(RECORDS FOR THE EXERCISE Opens)

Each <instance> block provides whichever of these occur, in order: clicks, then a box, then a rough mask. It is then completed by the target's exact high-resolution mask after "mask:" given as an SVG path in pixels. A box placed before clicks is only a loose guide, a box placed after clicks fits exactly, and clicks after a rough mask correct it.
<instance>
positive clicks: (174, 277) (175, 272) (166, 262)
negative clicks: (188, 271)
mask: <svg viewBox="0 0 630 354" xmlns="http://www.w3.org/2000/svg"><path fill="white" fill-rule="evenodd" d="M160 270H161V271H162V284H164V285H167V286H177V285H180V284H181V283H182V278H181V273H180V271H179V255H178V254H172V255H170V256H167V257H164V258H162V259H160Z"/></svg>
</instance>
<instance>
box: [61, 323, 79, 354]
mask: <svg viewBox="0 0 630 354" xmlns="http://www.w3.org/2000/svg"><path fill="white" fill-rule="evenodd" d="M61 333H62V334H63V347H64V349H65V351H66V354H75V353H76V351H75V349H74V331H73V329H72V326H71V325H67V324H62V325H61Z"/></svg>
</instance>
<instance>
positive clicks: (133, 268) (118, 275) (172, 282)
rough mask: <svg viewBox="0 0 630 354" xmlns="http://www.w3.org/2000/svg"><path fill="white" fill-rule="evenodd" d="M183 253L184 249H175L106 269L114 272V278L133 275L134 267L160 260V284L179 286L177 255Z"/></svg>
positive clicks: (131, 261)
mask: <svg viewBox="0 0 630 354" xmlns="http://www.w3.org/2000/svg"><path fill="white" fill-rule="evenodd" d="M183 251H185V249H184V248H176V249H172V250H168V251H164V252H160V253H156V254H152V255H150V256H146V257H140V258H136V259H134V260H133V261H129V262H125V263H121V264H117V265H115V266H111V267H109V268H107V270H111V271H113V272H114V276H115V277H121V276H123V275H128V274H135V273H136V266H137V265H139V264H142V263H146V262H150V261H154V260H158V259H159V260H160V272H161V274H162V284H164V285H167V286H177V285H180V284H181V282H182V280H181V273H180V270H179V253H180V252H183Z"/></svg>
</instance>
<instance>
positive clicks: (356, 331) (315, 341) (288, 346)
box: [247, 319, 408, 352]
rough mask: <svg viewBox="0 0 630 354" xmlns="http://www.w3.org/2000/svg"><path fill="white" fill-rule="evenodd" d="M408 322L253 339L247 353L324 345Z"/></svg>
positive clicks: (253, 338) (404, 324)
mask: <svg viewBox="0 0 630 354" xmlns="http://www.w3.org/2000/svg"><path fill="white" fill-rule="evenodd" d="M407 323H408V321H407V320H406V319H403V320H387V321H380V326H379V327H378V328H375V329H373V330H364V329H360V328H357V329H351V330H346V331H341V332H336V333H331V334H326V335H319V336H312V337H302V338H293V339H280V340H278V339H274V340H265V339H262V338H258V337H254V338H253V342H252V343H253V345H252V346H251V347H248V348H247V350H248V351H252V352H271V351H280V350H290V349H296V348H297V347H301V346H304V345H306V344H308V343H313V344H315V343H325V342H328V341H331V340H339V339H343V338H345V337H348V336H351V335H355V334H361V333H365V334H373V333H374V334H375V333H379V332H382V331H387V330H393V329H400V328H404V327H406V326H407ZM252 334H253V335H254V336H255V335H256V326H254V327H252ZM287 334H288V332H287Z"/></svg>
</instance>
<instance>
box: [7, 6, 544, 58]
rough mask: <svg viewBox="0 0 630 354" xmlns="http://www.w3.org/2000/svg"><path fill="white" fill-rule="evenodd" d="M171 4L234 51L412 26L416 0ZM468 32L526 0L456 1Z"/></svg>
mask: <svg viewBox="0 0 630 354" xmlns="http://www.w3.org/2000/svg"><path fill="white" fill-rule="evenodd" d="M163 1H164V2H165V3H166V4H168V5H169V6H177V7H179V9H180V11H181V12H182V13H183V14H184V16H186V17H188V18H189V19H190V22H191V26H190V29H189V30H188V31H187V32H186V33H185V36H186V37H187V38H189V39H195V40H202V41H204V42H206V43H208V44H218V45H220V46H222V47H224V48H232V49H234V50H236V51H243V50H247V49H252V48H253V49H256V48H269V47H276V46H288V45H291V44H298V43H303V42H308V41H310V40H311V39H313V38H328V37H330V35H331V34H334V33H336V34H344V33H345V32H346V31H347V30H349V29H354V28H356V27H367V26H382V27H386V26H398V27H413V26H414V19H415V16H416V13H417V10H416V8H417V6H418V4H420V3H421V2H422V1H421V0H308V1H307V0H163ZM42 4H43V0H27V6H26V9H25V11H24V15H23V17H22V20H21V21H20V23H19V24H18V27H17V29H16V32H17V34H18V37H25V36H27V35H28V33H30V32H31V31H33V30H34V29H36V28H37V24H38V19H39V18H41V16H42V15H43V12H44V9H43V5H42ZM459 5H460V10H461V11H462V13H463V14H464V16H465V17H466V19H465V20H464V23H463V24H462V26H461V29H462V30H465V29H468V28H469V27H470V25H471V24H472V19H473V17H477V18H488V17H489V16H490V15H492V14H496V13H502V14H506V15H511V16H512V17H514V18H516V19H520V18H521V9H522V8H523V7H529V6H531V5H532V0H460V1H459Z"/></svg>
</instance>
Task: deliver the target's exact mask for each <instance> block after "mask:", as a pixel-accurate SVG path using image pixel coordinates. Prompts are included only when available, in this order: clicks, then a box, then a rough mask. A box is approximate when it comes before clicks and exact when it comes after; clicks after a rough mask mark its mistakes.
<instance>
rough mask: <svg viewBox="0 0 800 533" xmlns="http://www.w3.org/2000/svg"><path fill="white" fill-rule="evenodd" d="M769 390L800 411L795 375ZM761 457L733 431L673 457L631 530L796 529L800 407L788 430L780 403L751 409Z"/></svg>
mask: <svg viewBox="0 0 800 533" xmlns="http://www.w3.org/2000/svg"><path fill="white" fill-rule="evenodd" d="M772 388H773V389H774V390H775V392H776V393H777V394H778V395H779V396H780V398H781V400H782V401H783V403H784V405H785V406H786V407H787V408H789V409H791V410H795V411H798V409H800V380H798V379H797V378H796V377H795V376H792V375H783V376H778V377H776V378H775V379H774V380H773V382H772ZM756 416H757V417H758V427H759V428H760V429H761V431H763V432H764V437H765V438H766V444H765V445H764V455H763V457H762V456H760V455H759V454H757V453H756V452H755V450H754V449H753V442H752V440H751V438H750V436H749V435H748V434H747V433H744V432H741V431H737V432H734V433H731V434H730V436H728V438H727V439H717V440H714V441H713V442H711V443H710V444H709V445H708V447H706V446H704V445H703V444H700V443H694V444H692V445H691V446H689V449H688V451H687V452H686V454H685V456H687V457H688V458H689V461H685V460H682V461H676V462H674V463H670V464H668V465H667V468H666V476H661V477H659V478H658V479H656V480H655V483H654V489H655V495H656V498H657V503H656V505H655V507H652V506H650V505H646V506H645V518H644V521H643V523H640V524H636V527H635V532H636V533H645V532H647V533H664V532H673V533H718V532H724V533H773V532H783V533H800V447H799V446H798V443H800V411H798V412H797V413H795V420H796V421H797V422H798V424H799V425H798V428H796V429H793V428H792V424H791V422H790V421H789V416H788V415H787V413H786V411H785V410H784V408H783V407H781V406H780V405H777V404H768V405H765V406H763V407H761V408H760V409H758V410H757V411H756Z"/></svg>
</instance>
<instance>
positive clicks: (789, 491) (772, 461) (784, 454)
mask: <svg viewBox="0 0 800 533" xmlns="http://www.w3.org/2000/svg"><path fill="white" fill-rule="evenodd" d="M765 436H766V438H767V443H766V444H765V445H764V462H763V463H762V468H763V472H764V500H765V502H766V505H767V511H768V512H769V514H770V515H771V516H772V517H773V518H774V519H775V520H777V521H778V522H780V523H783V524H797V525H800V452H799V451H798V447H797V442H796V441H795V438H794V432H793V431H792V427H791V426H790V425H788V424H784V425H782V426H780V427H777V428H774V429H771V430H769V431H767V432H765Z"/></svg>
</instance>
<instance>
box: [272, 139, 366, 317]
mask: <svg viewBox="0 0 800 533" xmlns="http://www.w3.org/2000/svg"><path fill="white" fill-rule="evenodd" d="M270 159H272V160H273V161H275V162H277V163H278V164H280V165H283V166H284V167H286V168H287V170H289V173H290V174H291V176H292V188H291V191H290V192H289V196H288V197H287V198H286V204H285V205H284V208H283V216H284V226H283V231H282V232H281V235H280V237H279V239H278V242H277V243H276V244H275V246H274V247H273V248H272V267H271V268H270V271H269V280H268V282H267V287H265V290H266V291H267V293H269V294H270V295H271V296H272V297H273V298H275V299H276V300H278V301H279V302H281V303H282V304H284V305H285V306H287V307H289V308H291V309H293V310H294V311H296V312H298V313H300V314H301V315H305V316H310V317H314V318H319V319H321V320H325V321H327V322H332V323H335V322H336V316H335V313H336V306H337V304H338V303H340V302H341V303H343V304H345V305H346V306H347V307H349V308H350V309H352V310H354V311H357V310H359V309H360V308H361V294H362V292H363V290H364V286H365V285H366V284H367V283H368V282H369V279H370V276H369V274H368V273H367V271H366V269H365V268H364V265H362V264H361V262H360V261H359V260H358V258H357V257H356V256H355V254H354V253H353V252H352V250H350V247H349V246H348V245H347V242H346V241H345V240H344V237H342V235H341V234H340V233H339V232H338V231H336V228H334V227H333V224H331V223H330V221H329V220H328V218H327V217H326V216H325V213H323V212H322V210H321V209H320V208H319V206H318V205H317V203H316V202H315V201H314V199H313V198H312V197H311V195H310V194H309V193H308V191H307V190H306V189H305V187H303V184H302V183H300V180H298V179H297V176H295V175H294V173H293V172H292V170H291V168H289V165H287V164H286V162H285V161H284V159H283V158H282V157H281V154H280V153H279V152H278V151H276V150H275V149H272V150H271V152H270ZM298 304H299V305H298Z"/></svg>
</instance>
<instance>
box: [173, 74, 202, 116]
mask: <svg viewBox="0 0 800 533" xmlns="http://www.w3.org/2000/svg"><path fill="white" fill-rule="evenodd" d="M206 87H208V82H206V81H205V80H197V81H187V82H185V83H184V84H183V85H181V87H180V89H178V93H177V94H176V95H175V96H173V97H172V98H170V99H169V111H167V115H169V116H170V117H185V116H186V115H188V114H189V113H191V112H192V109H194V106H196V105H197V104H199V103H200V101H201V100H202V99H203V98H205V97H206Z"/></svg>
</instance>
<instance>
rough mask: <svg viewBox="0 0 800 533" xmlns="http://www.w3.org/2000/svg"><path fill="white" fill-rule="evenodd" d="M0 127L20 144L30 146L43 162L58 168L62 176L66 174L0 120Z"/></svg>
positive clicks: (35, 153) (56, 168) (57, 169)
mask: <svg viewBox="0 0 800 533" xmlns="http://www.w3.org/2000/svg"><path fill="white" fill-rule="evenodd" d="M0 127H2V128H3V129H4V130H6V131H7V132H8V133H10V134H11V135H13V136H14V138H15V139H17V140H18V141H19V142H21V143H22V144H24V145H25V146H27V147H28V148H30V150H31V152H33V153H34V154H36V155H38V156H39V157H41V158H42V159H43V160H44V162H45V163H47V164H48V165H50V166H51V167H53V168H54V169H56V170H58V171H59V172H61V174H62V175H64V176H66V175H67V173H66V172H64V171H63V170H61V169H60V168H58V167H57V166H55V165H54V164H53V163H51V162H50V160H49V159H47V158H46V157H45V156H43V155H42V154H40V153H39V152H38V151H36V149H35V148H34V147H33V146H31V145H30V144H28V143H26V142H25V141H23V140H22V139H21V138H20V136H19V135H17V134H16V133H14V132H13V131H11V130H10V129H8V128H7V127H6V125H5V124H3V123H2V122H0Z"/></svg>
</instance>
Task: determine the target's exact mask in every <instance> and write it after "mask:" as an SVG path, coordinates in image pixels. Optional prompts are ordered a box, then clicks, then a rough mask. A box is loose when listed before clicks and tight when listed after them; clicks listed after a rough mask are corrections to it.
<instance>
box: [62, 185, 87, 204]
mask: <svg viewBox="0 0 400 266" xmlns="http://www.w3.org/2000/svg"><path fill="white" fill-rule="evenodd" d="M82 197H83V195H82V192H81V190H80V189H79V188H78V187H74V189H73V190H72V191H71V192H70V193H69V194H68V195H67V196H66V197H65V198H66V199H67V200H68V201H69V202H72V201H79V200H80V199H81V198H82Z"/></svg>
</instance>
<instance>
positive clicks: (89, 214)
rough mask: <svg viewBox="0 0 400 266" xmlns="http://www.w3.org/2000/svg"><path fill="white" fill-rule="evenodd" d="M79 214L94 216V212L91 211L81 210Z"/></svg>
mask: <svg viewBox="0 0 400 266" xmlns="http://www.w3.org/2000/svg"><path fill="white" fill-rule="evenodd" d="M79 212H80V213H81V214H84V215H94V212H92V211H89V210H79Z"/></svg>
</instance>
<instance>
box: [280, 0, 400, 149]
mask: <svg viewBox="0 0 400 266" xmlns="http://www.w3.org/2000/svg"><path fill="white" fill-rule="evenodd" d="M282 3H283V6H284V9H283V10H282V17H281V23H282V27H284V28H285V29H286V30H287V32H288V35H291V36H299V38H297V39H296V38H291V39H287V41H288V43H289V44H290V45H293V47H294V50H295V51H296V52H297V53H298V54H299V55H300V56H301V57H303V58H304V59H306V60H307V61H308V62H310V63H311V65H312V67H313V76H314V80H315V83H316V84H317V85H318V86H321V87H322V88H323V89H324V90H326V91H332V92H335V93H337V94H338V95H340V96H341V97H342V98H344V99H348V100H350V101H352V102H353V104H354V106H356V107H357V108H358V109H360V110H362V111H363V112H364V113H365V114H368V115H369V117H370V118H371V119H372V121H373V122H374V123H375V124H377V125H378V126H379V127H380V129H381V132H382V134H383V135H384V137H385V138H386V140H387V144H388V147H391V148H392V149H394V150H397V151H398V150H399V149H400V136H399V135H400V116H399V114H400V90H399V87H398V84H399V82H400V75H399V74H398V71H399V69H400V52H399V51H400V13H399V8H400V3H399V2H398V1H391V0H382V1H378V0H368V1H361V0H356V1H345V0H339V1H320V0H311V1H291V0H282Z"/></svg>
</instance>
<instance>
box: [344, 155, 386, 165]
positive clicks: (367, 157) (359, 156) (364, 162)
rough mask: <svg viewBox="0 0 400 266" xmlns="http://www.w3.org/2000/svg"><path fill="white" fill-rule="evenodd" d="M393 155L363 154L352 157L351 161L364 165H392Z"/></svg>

(RECORDS FOR THE EXERCISE Closes)

#### [WHAT THE TASK ASKS]
Up to and including the line that contains "positive clicks: (174, 277)", restate each line of the material above word for word, beginning with its first line.

#### [WRITTEN ANSWER]
Each <instance> block provides whichever of these occur, in order: clicks, then a box, then a rough mask. It is then completed by the target's exact high-resolution mask after "mask:" given as an SVG path in pixels. A box placed before clicks is only a loose guide, a box placed after clicks fits exactly, and clicks after a rough mask correct it.
<instance>
positive clicks: (174, 277) (175, 272) (166, 262)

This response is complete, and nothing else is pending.